#### Task directions
Reproduce all of the entries below word for word, leaving every line unchanged.

Source entries:
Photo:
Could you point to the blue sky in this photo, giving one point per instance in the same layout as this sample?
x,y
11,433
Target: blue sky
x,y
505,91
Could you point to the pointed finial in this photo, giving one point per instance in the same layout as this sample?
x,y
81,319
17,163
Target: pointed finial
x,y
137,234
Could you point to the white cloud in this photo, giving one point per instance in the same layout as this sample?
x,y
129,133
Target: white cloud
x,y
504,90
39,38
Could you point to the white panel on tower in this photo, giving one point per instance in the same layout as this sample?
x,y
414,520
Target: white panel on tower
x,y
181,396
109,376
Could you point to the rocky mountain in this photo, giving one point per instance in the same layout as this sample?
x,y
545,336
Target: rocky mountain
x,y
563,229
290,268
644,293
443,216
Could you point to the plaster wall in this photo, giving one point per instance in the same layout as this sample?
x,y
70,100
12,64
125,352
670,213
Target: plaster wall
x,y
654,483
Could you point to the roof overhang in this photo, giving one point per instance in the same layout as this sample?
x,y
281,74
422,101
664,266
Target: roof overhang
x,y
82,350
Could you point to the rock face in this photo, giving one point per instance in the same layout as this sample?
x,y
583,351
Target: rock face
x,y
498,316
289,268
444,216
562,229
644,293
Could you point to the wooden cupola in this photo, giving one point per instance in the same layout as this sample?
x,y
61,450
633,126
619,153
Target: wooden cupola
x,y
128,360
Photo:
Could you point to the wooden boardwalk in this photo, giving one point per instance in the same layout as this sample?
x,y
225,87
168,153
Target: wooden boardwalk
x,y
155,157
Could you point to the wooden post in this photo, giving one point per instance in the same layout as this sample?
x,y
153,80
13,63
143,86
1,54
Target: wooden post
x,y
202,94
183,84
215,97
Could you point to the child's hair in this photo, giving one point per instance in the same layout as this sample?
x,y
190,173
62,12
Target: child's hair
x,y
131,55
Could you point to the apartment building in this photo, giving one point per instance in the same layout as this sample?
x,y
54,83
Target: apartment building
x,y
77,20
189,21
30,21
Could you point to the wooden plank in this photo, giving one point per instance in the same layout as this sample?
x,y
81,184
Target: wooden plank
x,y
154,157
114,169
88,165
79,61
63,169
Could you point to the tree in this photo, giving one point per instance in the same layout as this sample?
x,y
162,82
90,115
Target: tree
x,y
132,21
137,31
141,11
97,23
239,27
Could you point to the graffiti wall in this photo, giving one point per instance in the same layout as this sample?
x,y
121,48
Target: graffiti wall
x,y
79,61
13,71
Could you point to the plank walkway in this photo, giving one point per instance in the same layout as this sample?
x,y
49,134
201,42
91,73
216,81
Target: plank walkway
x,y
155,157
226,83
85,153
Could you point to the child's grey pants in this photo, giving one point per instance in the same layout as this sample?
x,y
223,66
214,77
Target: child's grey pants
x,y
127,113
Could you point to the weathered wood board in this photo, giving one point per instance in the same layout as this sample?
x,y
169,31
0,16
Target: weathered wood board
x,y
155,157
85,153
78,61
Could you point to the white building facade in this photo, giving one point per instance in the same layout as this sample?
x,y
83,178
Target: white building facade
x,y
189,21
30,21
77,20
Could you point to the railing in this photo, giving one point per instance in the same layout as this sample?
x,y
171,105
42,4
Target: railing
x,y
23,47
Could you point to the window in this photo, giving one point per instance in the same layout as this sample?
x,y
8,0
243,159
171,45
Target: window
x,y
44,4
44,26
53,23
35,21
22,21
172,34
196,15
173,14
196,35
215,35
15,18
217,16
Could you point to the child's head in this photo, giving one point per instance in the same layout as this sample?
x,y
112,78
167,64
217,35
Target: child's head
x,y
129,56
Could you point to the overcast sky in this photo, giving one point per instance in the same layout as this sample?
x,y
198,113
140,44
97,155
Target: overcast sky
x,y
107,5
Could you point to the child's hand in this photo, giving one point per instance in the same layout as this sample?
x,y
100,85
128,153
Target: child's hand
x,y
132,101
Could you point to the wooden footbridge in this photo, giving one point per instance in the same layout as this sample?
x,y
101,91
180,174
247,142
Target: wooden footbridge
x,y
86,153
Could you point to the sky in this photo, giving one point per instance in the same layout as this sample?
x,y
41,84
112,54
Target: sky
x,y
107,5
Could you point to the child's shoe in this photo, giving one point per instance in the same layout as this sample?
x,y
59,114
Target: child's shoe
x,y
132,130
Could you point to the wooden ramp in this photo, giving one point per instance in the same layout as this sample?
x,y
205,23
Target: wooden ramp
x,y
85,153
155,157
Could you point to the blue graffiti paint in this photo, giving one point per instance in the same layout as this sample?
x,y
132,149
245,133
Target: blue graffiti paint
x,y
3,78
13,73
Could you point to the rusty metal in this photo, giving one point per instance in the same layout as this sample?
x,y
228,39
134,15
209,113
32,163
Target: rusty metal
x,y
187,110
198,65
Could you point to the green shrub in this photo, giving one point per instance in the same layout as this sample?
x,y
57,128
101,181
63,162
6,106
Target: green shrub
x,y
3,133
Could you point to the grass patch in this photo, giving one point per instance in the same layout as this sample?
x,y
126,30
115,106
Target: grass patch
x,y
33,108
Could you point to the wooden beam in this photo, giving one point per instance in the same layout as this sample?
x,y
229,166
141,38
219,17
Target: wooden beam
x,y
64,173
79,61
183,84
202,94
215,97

#### Answer for this exercise
Photo:
Could you point to the blue sky in this photo, giving one point per instance in the same layout as this sample?
x,y
11,433
Target: blue sky
x,y
505,91
Could you point to the pointed finial in this photo, giving one point per instance in the same layout as this sample?
x,y
81,319
17,163
Target: pointed finial
x,y
137,234
Could you point to the white cloud in this photo, giving one point per instance in the same layout as this sample?
x,y
129,133
Target: white cloud
x,y
504,90
39,38
Could you point to the white panel on tower in this photo, giving one point per instance in the same layout as this sample?
x,y
414,520
Target: white panel on tower
x,y
181,396
109,376
Could you point to the rocky mountain in this photo, giving one point per instance in the same layout as this sample?
x,y
545,336
Target: rocky mountain
x,y
563,229
290,268
644,293
443,216
Could you point to the plaster wall in this photo, giving one point per instance in the same layout as this sample?
x,y
70,100
12,64
125,352
670,213
Target: plaster wall
x,y
654,483
Could you point to the roof overhang in this photo, giving one point per instance in the same layout as this sample?
x,y
281,74
422,101
664,266
Target: roof overhang
x,y
82,350
Could you point to the rock face in this photo, giving one point per instance in the same layout as this sample?
x,y
583,351
Target: rock face
x,y
498,316
289,268
444,216
562,229
644,293
Could you point to the wooden cupola in this photo, giving one point per instance in the same layout as this sample?
x,y
61,450
633,126
619,153
Target: wooden cupola
x,y
128,360
Photo:
Could you point to the wooden boardwalk in this photo, giving one point per instance in the same layout as this sample?
x,y
225,87
168,153
Target: wooden boardwalk
x,y
155,157
Could you point to the wooden post in this photo, giving one point per instance in the same layout as this sample?
x,y
153,80
13,63
143,86
1,54
Target: wooden post
x,y
202,94
183,84
215,97
Could you point to the child's hair in this photo, giving one point per instance in the same layout as this sample?
x,y
190,173
62,12
Target: child's hair
x,y
131,55
Could you point to the apartment building in this photo, giving one point per instance in the same layout as this sample?
x,y
54,83
Target: apartment building
x,y
77,20
189,21
30,21
Could you point to the wooden plank in this photo, giving one point per instance in the same layout as this sample?
x,y
81,184
Target: wooden plank
x,y
154,157
114,169
88,165
79,61
63,169
Could you point to the tree in this photo, giving one point per instance in the same layout as this sample?
x,y
162,82
90,115
Target: tree
x,y
132,21
137,31
141,11
97,23
239,27
Could you point to the graffiti wall in this photo, giving one point per instance in the same layout as this sample?
x,y
121,48
Target: graffiti wall
x,y
79,61
13,71
Could you point to the plank walkway in this photo, giving one point per instance in the same layout as this sample?
x,y
49,134
201,42
91,73
216,81
Target: plank walkway
x,y
155,157
226,83
85,153
Could you point to the child's grey pants in this photo, giving one point per instance in the same layout as this sample?
x,y
223,66
214,77
Target: child's grey pants
x,y
127,113
Could you point to the weathered wood board in this photo, giving one point per instance in the same layout as this sample?
x,y
169,31
0,16
Target: weathered wood board
x,y
155,157
85,153
78,61
Could you point to the white building facade in this photo, giving one point per instance in the same layout as this sample?
x,y
83,178
Target: white building facade
x,y
189,21
30,21
77,20
Could you point to the railing in this photo, giving one point per instance in the same layout as this sample?
x,y
171,105
42,4
Target: railing
x,y
23,47
Could you point to the window in this photo, giving one point per instance in the same layout as this sample?
x,y
8,0
243,159
171,45
Target: window
x,y
44,4
44,26
53,23
35,21
22,21
172,34
196,15
173,14
196,35
215,35
15,18
217,16
Could you point to the child's head in this photo, giving one point per instance in the same layout as this sample?
x,y
112,78
167,64
217,35
Target: child's head
x,y
129,56
Could you point to the overcast sky in this photo, giving one point per instance in the same layout as this sample?
x,y
198,113
140,44
97,155
Target: overcast sky
x,y
107,5
Could you point to the child's hand in this photo, giving one point per instance in the same layout as this sample?
x,y
100,85
128,153
Target: child's hand
x,y
132,101
Could you point to the wooden footbridge in this photo, giving one point per instance in the same layout as this sample?
x,y
101,91
180,174
247,142
Target: wooden footbridge
x,y
86,153
Could you point to the sky in this photo, giving one point per instance in the same layout as this sample?
x,y
41,84
112,54
Target: sky
x,y
107,5
Could you point to the child's shoe in this photo, giving one point per instance in the same layout as this sample?
x,y
59,114
Target: child's shoe
x,y
132,130
Could you point to the wooden ramp in this photo, giving one point per instance in the same layout as this sample?
x,y
205,23
Target: wooden ramp
x,y
85,153
155,157
Could you point to the blue graffiti paint in this photo, giving one point per instance in the same layout as this sample?
x,y
132,149
245,133
Target: blue graffiti paint
x,y
3,78
13,73
Could you point to the rusty metal in this photo, giving one point per instance in the same layout as this sample?
x,y
228,39
134,15
209,113
32,163
Target: rusty metal
x,y
187,110
198,65
Could you point to the green shrub in this photo, giving one point per instance in the same layout as this sample?
x,y
57,128
101,181
63,162
6,106
Target: green shrub
x,y
3,133
Could you point to the grass patch in this photo, giving one point per instance in the same layout as this sample?
x,y
126,30
115,106
Target: grass patch
x,y
33,108
Could you point to the wooden beam in this photo, giving one point per instance in the same layout as this sample?
x,y
229,166
141,38
219,17
Target: wooden beam
x,y
64,173
79,61
183,84
202,94
215,97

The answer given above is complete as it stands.